◆ **Source extract**
Internalized success criteria is the only reliable defense against overthinking, scope creep, and LLM-assisted rabbit holes consuming side projects.
Key Takeaways
Projects succeed when success criteria are concrete upfront: a weekend shelf project finished because the goal was “jam on woodworking with a friend”, not “build the perfect shelf”.
Researching prior art before building often triggers scope creep: broader existing solutions create pressure to incorporate their scope or build on top of them, killing momentum.
LLM-assisted coding has a conservation-of-scope-creep property: speed gains get offset by unnecessary features; an anchor-search feature for a fuzzy file-path tool took hours before being deleted as useless.
Structural/semantic diff tooling is a genuinely hard open problem: difftastic (treesitter-based) mismatches renamed structs; semanticdiff.com uses a Dijkstra cost-minimization approach after finding GumTree unreliable; treesitter context-sensitive keywords cause parse failures.
Commenters broadly agreed that deadlines are the most reliable scope-creep antidote; open-ended projects stall while game jams and contests force completion.
The structural diffing section drew the sharpest practical consensus: comparing architectures you have against ones you imagine produces more comparison, not decisions, and leaves no commits.
Several builders noted that doing research before building is double-edged: Rich Hickey’s deep-research approach works at language-design scale, but for most side projects it drains motivation before a line of code ships.
Notable Comments
@tyleo: Rec Room CEO framing – teams always wish they had done shorter projects; erring small and shipping early beats erring large and stalling.
@omoikane: Hard deadlines (game jams, standards cycles) solve scope creep structurally; links C++ three-year release cadence as a concrete example.
@laughing_abder: Structural diffing is the costliest trap because “it feels like work” while producing no commits and no decisions.

◆ **Supplied data**
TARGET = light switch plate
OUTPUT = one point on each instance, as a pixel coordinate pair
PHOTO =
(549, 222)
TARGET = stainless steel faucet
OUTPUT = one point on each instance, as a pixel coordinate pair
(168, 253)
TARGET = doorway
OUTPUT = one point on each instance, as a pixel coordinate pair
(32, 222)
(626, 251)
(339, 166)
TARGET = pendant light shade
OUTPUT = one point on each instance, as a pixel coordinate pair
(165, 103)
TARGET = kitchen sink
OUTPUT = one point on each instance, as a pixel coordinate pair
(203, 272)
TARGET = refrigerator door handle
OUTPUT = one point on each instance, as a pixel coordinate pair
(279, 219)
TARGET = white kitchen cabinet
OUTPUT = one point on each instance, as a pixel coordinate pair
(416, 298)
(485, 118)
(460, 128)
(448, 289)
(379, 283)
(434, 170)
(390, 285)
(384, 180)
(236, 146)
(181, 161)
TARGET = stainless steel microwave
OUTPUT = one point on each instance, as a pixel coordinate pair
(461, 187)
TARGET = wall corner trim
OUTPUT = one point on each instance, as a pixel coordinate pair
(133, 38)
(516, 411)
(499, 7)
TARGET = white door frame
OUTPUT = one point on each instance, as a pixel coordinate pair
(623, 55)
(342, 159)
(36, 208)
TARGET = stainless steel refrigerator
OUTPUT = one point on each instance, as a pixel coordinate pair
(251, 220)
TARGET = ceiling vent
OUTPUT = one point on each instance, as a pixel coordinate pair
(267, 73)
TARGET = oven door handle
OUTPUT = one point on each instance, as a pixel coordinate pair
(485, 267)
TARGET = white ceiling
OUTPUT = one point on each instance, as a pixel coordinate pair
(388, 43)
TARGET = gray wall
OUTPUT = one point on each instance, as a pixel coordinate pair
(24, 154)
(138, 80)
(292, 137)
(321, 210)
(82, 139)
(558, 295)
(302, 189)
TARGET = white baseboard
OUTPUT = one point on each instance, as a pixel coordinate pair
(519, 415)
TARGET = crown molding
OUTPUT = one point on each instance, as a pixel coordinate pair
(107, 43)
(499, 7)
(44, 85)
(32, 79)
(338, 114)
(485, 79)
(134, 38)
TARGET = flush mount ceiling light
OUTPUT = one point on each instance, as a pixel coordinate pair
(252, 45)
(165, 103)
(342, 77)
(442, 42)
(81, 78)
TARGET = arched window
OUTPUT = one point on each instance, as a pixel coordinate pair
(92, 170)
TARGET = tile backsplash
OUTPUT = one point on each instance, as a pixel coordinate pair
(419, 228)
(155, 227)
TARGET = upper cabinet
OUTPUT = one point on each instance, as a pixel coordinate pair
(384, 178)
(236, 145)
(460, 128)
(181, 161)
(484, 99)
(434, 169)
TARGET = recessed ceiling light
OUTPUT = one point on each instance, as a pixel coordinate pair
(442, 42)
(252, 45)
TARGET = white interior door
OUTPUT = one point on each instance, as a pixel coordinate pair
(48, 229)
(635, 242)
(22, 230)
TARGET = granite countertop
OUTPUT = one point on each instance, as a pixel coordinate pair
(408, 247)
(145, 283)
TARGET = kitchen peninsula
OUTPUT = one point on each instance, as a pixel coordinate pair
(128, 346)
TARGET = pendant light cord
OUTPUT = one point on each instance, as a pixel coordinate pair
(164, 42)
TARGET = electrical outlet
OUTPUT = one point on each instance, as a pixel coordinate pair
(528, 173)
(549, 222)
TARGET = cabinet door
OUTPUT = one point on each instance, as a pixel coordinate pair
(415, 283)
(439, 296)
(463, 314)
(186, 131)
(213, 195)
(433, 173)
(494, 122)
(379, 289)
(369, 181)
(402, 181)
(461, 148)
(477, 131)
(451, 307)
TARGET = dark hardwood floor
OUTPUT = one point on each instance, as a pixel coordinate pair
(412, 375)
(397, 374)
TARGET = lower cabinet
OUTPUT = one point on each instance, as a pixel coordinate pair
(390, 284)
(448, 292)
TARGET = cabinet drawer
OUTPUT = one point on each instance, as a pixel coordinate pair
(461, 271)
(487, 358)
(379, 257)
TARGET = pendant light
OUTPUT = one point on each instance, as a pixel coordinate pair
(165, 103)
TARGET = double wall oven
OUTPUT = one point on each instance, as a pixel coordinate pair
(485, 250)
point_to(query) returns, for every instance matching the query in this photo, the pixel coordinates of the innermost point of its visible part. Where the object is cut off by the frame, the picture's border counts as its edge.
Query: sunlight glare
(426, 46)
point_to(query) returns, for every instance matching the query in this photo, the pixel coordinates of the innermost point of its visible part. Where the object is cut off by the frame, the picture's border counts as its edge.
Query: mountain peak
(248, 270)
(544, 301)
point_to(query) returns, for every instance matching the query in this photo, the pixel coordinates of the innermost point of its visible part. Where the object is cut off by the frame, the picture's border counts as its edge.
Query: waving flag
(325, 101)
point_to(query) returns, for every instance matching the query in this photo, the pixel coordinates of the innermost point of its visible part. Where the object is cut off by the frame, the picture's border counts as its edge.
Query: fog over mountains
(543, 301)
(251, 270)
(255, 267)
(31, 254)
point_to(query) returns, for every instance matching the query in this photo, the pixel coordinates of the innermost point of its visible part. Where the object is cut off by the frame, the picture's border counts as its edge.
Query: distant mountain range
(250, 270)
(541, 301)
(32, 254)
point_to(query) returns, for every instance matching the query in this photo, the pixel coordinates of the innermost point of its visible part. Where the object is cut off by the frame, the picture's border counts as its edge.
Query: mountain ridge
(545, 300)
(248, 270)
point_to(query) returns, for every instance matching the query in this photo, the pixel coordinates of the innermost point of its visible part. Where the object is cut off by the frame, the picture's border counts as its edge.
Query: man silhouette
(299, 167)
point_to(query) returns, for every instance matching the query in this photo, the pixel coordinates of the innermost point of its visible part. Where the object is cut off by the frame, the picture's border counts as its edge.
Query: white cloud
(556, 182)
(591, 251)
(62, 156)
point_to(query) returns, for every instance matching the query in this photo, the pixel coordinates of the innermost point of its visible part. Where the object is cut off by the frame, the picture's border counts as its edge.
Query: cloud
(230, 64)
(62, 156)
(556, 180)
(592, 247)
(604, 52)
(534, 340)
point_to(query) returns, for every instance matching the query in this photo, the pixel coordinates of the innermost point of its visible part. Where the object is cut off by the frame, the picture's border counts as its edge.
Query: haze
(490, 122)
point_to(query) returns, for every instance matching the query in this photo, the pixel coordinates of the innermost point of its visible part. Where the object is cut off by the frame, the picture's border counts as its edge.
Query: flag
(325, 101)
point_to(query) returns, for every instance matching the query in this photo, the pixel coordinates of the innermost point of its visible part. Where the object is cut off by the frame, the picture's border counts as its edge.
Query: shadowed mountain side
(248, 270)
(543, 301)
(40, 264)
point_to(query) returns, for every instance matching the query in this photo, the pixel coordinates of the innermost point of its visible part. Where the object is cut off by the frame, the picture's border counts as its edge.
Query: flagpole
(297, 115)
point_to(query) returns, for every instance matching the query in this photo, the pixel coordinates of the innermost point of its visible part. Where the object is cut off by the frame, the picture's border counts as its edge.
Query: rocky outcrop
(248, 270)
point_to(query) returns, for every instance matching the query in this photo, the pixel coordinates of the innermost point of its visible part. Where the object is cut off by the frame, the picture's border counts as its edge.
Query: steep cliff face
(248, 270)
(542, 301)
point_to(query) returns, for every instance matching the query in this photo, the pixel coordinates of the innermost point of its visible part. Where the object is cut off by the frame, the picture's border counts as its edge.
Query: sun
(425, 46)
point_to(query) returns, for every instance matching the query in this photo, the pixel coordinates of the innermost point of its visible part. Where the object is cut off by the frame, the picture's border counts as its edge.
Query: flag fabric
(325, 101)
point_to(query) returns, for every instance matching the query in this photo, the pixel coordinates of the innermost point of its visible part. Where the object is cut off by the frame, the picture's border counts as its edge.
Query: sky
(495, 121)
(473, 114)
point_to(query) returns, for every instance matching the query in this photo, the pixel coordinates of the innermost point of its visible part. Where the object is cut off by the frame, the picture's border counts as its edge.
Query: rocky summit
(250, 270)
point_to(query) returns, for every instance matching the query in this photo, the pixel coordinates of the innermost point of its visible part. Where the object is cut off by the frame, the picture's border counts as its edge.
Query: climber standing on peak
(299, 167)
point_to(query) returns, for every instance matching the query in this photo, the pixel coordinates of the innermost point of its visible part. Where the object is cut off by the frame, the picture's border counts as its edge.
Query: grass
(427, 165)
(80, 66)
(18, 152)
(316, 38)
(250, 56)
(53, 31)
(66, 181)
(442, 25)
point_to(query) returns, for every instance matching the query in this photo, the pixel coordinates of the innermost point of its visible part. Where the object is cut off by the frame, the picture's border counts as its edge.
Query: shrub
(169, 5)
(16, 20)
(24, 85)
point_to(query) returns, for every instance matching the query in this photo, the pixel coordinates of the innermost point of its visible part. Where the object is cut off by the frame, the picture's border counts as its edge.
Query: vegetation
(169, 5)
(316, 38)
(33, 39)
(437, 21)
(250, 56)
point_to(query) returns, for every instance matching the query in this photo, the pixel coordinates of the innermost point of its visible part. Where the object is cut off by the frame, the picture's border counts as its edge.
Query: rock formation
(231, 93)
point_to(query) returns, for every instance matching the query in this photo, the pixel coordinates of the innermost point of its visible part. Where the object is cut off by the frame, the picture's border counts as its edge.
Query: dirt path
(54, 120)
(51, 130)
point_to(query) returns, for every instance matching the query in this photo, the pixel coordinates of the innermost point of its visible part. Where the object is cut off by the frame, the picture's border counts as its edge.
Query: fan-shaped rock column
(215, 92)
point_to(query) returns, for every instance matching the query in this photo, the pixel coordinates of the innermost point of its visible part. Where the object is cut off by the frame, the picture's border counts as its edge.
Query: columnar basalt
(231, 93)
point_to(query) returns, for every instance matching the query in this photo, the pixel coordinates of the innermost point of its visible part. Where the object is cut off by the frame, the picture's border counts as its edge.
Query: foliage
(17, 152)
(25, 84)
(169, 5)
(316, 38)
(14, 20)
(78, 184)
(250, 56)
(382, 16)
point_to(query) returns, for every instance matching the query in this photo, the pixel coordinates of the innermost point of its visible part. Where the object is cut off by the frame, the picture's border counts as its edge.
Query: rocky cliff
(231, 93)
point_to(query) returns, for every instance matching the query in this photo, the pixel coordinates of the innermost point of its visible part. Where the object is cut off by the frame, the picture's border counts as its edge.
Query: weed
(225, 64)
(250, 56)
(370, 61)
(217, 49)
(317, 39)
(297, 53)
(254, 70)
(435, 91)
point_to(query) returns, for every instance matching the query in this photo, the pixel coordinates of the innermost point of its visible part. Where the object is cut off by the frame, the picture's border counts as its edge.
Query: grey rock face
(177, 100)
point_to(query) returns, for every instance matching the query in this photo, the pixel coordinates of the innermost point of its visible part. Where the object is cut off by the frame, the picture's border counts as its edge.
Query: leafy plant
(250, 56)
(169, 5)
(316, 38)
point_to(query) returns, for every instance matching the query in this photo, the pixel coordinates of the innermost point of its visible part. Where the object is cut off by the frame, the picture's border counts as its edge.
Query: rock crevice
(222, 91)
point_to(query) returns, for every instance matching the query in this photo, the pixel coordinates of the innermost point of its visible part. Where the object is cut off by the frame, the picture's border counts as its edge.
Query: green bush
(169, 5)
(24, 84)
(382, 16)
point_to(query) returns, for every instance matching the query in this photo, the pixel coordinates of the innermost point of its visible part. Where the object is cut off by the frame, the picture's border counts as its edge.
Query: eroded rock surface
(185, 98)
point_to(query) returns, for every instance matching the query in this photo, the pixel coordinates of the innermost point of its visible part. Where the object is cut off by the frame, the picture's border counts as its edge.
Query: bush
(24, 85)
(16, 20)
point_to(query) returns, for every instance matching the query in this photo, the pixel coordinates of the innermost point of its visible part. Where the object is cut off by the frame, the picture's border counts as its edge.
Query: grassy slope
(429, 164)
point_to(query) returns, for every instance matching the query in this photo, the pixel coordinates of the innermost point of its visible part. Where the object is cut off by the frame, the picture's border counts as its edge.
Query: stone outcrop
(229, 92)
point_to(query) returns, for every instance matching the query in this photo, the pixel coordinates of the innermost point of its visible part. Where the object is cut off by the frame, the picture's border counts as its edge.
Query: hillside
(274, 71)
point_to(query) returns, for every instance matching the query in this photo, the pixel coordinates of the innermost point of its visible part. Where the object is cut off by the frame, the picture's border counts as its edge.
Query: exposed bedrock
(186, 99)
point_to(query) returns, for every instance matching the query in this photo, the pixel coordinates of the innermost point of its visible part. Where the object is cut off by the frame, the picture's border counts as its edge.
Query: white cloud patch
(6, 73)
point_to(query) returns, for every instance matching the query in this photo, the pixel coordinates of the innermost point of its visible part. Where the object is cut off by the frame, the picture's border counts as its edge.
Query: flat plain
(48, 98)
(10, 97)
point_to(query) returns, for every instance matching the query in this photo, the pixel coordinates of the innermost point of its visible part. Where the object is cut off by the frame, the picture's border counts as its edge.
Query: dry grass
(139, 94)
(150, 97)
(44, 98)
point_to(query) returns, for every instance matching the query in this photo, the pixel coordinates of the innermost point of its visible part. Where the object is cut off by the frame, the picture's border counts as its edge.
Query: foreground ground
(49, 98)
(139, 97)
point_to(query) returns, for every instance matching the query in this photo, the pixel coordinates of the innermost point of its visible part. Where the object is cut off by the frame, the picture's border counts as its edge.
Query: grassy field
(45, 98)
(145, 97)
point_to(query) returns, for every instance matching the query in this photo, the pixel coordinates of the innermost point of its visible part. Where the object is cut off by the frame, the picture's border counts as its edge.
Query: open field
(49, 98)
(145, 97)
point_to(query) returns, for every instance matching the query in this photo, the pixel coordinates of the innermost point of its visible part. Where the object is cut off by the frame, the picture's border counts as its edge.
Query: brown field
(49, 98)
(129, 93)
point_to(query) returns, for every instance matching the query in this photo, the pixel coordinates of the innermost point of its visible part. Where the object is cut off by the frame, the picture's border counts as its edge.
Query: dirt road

◆ **Your task**
Please reproduce the side-project scope creep summary above in full, word for word.

◆ **Task response**
Internalized success criteria is the only reliable defense against overthinking, scope creep, and LLM-assisted rabbit holes consuming side projects.
Key Takeaways
Projects succeed when success criteria are concrete upfront: a weekend shelf project finished because the goal was “jam on woodworking with a friend”, not “build the perfect shelf”.
Researching prior art before building often triggers scope creep: broader existing solutions create pressure to incorporate their scope or build on top of them, killing momentum.
LLM-assisted coding has a conservation-of-scope-creep property: speed gains get offset by unnecessary features; an anchor-search feature for a fuzzy file-path tool took hours before being deleted as useless.
Structural/semantic diff tooling is a genuinely hard open problem: difftastic (treesitter-based) mismatches renamed structs; semanticdiff.com uses a Dijkstra cost-minimization approach after finding GumTree unreliable; treesitter context-sensitive keywords cause parse failures.
Commenters broadly agreed that deadlines are the most reliable scope-creep antidote; open-ended projects stall while game jams and contests force completion.
The structural diffing section drew the sharpest practical consensus: comparing architectures you have against ones you imagine produces more comparison, not decisions, and leaves no commits.
Several builders noted that doing research before building is double-edged: Rich Hickey’s deep-research approach works at language-design scale, but for most side projects it drains motivation before a line of code ships.
Notable Comments
@tyleo: Rec Room CEO framing – teams always wish they had done shorter projects; erring small and shipping early beats erring large and stalling.
@omoikane: Hard deadlines (game jams, standards cycles) solve scope creep structurally; links C++ three-year release cadence as a concrete example.
@laughing_abder: Structural diffing is the costliest trap because “it feels like work” while producing no commits and no decisions.